GOAL OF THE EXERCISE:
Begin at the line that has "Where can the sliced" and go through the end of the items. Write out every line again, with each x and y coordinate in the answers raised by 19 and all other text left as it is.

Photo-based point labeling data
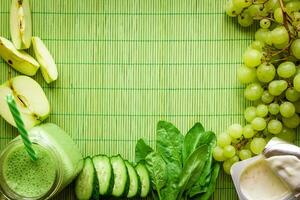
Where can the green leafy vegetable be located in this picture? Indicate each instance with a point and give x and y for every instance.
(142, 149)
(158, 171)
(181, 167)
(169, 145)
(193, 168)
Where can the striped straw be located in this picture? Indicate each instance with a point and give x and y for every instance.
(20, 125)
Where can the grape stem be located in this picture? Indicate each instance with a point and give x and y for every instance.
(241, 144)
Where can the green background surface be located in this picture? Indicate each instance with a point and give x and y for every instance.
(125, 64)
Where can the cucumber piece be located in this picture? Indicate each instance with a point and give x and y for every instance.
(121, 180)
(144, 178)
(134, 182)
(104, 174)
(86, 181)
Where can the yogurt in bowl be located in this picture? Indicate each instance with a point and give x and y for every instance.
(273, 175)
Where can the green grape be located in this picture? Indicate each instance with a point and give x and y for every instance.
(231, 10)
(278, 15)
(286, 69)
(295, 48)
(235, 131)
(297, 106)
(291, 122)
(250, 113)
(261, 34)
(268, 38)
(287, 109)
(274, 108)
(296, 82)
(293, 6)
(256, 10)
(276, 87)
(265, 72)
(224, 139)
(227, 166)
(257, 145)
(287, 134)
(229, 151)
(262, 110)
(246, 75)
(259, 124)
(244, 19)
(252, 57)
(292, 95)
(265, 23)
(248, 131)
(258, 45)
(274, 126)
(247, 145)
(268, 137)
(253, 91)
(234, 159)
(267, 97)
(242, 3)
(235, 140)
(279, 35)
(281, 46)
(218, 154)
(245, 154)
(271, 5)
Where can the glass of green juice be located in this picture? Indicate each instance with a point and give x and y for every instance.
(59, 162)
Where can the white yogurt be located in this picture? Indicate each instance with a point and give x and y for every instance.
(287, 167)
(258, 182)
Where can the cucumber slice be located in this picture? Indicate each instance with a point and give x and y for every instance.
(134, 185)
(104, 174)
(121, 179)
(86, 181)
(144, 178)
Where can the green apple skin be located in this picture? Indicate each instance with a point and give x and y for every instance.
(31, 101)
(19, 60)
(20, 23)
(44, 57)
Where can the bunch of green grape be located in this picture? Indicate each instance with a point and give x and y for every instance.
(271, 75)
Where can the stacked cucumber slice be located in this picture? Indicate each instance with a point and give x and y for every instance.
(111, 176)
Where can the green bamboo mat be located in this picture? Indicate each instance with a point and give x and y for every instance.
(125, 64)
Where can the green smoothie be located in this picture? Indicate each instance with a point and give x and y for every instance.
(28, 178)
(59, 162)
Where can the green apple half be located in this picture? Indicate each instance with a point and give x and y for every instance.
(30, 98)
(44, 57)
(19, 60)
(20, 23)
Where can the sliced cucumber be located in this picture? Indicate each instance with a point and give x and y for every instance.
(121, 180)
(86, 181)
(104, 174)
(144, 179)
(134, 185)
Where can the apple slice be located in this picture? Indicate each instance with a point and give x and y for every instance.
(30, 98)
(20, 23)
(44, 57)
(19, 60)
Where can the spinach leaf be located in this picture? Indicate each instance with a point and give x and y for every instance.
(158, 171)
(193, 169)
(211, 141)
(205, 177)
(169, 145)
(142, 149)
(191, 140)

THE RESPONSE:
Where can the sliced cucumber be located in this picture? Indicate each instance with a point and give x and y for every instance.
(140, 199)
(105, 200)
(123, 193)
(163, 198)
(153, 204)
Where can the apple slice be located in this picture? Indicate each instance with a point and give x and y for every instance.
(49, 117)
(39, 42)
(63, 76)
(38, 79)
Where can the spinach leaf be located in this picture? Indicate each instance with a point and give x and y for every instance.
(177, 190)
(212, 188)
(230, 160)
(224, 196)
(188, 164)
(161, 168)
(210, 159)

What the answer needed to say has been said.